• [EXERCISE GOAL]: Which lines in the records contain "brick"? Copy each one in full, and match case exactly.

════════════════

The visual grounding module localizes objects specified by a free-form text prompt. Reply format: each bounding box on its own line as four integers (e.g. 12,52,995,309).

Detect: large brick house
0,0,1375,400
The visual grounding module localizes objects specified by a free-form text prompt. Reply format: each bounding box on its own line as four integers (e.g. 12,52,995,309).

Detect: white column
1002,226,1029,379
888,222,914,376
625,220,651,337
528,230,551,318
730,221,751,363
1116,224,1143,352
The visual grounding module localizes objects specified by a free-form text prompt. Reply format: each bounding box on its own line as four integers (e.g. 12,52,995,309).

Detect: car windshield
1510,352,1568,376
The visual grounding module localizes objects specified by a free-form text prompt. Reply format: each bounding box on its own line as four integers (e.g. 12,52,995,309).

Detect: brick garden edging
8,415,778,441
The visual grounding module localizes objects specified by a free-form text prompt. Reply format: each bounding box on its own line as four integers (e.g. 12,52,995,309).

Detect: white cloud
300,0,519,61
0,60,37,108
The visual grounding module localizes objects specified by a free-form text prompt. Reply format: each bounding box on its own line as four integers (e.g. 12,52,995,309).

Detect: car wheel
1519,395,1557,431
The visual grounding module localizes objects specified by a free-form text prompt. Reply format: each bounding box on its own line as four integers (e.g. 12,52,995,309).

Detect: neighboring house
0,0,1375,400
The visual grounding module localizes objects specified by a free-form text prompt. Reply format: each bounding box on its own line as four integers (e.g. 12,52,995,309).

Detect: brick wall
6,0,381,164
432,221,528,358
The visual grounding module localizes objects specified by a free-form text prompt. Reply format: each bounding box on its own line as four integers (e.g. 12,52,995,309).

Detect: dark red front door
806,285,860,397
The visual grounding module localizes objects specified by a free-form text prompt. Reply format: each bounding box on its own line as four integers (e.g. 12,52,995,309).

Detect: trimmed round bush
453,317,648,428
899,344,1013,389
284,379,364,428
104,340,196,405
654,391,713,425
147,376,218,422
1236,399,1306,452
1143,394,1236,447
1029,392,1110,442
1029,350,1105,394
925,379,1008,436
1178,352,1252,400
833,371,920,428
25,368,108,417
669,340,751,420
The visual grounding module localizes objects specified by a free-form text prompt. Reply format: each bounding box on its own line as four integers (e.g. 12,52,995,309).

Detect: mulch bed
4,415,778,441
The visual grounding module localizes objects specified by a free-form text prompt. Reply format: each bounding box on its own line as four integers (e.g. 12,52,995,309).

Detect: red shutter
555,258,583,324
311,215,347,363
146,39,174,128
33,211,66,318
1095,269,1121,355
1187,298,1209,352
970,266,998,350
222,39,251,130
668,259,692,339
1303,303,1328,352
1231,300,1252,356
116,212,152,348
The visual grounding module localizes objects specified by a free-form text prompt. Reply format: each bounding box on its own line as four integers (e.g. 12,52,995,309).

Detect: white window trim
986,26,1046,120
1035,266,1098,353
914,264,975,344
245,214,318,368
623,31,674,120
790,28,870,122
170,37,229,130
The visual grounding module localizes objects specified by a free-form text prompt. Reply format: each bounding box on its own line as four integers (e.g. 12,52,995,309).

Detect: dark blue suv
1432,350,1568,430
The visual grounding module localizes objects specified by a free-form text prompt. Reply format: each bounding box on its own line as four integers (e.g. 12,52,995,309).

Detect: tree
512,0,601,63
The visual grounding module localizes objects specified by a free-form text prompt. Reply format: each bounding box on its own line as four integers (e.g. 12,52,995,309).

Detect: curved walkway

════════════════

• [COMPLETED TASK]:
Detect: large brick house
Detect: brick garden edging
Detect: brick wall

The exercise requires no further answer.